**Exercise directions**
Lines of the data that contain the word "below" are the ones to copy.
[Material provided]
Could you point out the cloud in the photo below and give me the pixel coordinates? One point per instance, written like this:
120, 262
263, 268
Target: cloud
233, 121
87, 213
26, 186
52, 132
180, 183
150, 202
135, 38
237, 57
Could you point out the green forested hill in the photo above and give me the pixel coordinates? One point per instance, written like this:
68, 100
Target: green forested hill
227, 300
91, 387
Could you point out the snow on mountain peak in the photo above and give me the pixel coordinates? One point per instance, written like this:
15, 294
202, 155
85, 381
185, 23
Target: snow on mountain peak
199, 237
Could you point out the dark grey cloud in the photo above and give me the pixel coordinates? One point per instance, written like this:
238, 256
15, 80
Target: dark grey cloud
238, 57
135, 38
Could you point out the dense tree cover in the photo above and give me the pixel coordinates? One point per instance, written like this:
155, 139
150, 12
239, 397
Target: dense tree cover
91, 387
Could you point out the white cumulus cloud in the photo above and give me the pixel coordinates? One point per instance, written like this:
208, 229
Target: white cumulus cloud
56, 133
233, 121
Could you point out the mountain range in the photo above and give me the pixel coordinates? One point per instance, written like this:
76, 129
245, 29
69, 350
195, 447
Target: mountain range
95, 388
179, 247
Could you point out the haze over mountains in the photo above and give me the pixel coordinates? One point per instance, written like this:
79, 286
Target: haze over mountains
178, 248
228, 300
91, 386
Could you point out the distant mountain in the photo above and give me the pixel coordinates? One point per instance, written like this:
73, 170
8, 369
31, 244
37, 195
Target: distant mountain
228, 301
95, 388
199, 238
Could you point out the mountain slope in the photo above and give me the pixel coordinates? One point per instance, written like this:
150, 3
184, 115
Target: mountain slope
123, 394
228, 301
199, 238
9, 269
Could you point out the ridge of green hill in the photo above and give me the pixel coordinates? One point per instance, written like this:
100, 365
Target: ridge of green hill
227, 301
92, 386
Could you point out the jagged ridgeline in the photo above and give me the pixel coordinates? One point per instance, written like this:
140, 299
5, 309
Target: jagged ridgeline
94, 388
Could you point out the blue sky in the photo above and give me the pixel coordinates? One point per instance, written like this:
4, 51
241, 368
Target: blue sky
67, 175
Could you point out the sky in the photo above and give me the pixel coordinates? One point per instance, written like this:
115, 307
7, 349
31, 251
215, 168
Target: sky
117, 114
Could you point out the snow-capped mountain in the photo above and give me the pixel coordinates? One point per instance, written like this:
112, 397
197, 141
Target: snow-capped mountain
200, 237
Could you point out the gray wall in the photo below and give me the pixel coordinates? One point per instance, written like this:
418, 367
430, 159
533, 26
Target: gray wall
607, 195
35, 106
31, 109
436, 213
[/Material provided]
[Material provided]
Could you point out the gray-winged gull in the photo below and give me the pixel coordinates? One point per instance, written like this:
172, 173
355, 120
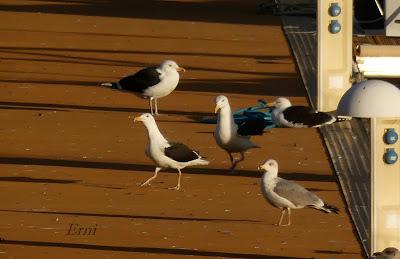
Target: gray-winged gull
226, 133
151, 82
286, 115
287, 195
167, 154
[/Material provided]
[Material provided]
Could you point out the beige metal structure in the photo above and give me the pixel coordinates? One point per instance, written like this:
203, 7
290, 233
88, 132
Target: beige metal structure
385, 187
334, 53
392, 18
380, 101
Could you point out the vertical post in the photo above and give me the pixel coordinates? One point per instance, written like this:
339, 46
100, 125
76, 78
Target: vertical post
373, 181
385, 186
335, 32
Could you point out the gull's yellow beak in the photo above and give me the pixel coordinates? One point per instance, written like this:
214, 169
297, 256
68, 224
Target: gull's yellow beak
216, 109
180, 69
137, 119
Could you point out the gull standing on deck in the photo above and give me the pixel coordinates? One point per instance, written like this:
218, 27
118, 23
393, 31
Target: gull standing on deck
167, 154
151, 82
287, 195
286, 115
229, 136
[/Material provided]
**The answer**
Could you point out the cloud in the photo below and give me the pixel coordinates? One point per instance, written like this:
Could you point out the gray wall in the photo below and give me the pixel coordinates? One point per instance, written like this:
Could you point out the gray-winged gull in the photo below and give me the pixel coordinates? One point per instance, written like this:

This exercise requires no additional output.